■ Requirement
For this exercise, output the line containing "of the bunting" and all lines after it to the end of the records, exactly, with no other content.

[Region pointing data]

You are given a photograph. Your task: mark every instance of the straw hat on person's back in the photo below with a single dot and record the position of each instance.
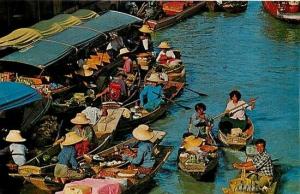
(164, 45)
(145, 29)
(154, 77)
(80, 119)
(124, 51)
(71, 139)
(142, 133)
(14, 136)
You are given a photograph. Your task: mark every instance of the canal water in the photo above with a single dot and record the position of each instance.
(251, 52)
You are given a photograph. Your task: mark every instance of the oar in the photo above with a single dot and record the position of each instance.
(199, 93)
(170, 100)
(223, 113)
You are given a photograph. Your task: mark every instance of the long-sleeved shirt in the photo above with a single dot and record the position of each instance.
(67, 156)
(238, 113)
(144, 156)
(152, 95)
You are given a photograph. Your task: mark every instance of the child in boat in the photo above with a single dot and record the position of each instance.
(144, 160)
(67, 166)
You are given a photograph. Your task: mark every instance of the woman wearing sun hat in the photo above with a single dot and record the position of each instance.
(151, 95)
(67, 166)
(166, 55)
(16, 149)
(83, 129)
(144, 159)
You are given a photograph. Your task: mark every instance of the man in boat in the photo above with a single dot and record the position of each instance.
(261, 164)
(128, 64)
(145, 43)
(143, 159)
(235, 113)
(67, 167)
(117, 89)
(83, 129)
(17, 150)
(151, 95)
(201, 124)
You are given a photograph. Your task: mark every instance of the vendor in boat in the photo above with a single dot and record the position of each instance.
(235, 113)
(152, 93)
(83, 129)
(261, 164)
(128, 64)
(143, 159)
(67, 167)
(166, 55)
(201, 124)
(117, 89)
(145, 43)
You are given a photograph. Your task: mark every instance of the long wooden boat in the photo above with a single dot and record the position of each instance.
(201, 169)
(171, 20)
(44, 181)
(243, 185)
(171, 90)
(237, 142)
(283, 10)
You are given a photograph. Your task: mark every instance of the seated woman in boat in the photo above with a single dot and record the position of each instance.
(152, 93)
(143, 159)
(261, 164)
(83, 129)
(16, 149)
(128, 64)
(67, 167)
(145, 43)
(235, 110)
(201, 124)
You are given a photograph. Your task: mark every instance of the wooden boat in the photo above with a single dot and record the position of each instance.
(283, 10)
(200, 168)
(237, 142)
(234, 6)
(244, 185)
(44, 162)
(44, 180)
(171, 90)
(171, 20)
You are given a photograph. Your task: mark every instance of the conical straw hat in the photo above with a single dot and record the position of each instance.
(154, 78)
(164, 45)
(71, 138)
(14, 136)
(145, 28)
(142, 133)
(124, 51)
(80, 119)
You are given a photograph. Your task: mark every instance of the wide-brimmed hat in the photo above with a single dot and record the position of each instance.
(80, 119)
(154, 77)
(145, 28)
(164, 45)
(143, 133)
(124, 51)
(85, 71)
(71, 138)
(14, 136)
(192, 142)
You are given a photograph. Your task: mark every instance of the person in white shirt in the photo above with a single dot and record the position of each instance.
(235, 112)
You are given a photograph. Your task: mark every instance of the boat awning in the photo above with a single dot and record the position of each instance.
(47, 51)
(14, 95)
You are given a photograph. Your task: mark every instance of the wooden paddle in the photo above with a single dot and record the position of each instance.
(223, 113)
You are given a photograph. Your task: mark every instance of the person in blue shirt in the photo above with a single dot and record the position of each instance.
(67, 166)
(151, 95)
(144, 159)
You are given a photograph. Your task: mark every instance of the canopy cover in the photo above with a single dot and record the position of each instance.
(13, 95)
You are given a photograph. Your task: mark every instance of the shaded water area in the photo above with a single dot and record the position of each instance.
(251, 52)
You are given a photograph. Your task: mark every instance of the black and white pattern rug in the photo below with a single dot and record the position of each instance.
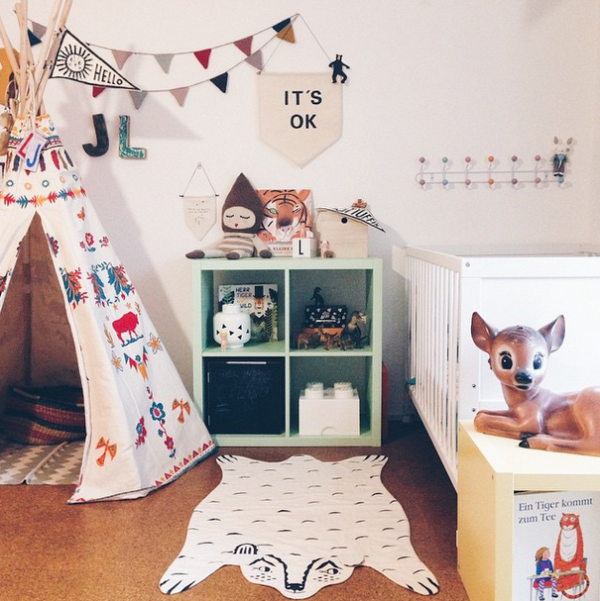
(299, 525)
(40, 464)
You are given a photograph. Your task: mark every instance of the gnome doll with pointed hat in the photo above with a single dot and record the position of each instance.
(241, 219)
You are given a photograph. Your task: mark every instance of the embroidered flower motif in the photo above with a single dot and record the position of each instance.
(157, 412)
(141, 432)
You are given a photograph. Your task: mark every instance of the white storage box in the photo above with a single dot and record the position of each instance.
(450, 377)
(329, 412)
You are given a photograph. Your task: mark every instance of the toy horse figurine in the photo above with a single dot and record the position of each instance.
(541, 419)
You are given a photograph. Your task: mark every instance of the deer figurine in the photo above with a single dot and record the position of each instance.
(540, 418)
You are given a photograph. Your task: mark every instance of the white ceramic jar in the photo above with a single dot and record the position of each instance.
(231, 327)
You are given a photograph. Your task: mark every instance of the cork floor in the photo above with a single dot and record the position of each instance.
(117, 551)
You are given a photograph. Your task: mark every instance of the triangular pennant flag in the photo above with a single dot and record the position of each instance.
(282, 25)
(287, 34)
(75, 60)
(221, 81)
(180, 95)
(121, 57)
(33, 39)
(138, 97)
(38, 29)
(203, 57)
(256, 60)
(245, 45)
(164, 60)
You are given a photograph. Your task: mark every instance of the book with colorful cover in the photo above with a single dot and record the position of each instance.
(556, 545)
(260, 302)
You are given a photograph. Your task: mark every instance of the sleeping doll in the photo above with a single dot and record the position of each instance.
(241, 219)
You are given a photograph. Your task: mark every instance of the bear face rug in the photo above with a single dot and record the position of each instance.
(299, 525)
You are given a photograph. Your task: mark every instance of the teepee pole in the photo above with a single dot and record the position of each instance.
(25, 53)
(12, 57)
(53, 50)
(48, 39)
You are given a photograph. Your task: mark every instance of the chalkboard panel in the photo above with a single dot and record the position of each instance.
(245, 397)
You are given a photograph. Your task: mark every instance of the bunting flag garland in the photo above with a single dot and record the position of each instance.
(78, 62)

■ Result
You are given a photograph. Your task: mark every instance of the bunting flag garland in the photo above with a single dot and record the position of each instance.
(78, 62)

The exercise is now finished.